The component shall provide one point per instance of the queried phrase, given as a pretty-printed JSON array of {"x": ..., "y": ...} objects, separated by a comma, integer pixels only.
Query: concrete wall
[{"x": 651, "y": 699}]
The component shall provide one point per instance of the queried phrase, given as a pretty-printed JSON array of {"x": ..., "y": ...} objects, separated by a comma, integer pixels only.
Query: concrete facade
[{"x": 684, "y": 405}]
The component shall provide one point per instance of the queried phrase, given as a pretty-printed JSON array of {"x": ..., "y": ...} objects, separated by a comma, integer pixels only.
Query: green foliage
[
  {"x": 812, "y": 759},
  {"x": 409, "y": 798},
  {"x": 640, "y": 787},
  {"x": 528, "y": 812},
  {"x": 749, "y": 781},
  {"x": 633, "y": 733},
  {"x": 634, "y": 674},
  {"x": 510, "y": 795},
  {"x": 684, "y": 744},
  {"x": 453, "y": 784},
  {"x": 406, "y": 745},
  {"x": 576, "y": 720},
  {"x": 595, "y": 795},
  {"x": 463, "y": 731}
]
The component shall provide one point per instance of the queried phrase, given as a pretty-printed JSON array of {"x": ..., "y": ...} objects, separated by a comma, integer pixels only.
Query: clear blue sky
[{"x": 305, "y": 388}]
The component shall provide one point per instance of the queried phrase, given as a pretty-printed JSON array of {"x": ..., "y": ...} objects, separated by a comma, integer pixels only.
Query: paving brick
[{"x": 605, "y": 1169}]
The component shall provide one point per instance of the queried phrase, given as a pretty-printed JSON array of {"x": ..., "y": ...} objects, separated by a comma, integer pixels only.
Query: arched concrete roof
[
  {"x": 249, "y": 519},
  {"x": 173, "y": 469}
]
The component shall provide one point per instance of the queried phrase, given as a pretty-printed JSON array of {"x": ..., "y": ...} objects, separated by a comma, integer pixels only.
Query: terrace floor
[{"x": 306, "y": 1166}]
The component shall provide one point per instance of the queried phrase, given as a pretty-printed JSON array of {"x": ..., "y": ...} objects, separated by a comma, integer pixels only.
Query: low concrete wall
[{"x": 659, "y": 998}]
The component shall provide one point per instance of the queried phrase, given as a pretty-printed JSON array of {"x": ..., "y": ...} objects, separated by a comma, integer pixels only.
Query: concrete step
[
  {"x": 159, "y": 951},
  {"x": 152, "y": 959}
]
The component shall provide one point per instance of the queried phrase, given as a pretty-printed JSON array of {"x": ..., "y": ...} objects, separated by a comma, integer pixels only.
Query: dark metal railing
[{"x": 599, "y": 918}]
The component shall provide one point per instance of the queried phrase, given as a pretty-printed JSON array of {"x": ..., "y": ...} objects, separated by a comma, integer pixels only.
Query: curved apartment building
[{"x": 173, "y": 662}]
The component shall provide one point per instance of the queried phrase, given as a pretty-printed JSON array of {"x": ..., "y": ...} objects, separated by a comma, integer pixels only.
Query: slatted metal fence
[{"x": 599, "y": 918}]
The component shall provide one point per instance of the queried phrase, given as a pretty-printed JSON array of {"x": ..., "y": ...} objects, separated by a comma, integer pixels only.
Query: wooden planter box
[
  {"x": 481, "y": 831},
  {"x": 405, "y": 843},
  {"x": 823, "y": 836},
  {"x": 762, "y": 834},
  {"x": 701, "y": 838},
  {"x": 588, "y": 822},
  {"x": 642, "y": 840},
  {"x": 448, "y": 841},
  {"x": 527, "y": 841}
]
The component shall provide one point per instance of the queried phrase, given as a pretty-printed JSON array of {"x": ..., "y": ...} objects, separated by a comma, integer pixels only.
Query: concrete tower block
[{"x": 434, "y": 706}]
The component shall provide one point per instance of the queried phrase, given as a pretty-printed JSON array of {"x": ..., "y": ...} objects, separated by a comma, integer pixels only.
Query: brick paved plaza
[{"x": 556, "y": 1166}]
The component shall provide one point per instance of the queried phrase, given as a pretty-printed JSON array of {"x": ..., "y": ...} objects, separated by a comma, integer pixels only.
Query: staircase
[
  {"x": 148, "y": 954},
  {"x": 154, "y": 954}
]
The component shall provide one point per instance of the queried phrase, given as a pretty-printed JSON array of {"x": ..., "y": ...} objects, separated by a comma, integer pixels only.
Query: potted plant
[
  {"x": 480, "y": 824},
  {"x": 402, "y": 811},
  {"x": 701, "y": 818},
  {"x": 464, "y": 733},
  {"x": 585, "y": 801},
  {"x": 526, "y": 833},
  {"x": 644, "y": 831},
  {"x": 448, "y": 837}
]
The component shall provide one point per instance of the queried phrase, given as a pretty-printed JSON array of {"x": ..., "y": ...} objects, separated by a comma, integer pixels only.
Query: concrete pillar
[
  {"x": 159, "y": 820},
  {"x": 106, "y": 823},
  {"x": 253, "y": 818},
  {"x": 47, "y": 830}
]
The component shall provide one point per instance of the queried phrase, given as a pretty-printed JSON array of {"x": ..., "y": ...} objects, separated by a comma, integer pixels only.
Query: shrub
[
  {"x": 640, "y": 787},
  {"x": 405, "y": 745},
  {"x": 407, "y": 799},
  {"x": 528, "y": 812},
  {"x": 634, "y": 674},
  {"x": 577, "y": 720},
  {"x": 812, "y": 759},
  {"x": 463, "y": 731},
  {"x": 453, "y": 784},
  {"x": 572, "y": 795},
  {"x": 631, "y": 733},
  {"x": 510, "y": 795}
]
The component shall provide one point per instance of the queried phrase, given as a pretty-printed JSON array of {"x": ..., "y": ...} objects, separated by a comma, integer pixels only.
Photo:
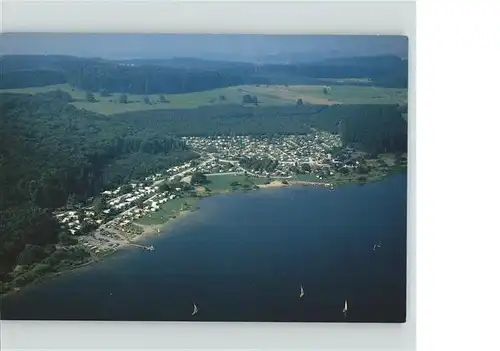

----

→ About this exercise
Your task is to retype the lines running from the one that contains "Query: shrub" through the end of the records, and nothing else. Pictures are not part of the copy.

→ Response area
Query: shrub
[
  {"x": 640, "y": 787},
  {"x": 405, "y": 745},
  {"x": 407, "y": 799},
  {"x": 528, "y": 812},
  {"x": 634, "y": 674},
  {"x": 577, "y": 720},
  {"x": 812, "y": 759},
  {"x": 463, "y": 731},
  {"x": 453, "y": 784},
  {"x": 572, "y": 795},
  {"x": 631, "y": 733},
  {"x": 510, "y": 795}
]
The component shall provide one point per instance of the queried phrase, given as a pretty-printed JSON array of {"x": ..., "y": ...} objects, separated by a comma, integer pixels only.
Photo:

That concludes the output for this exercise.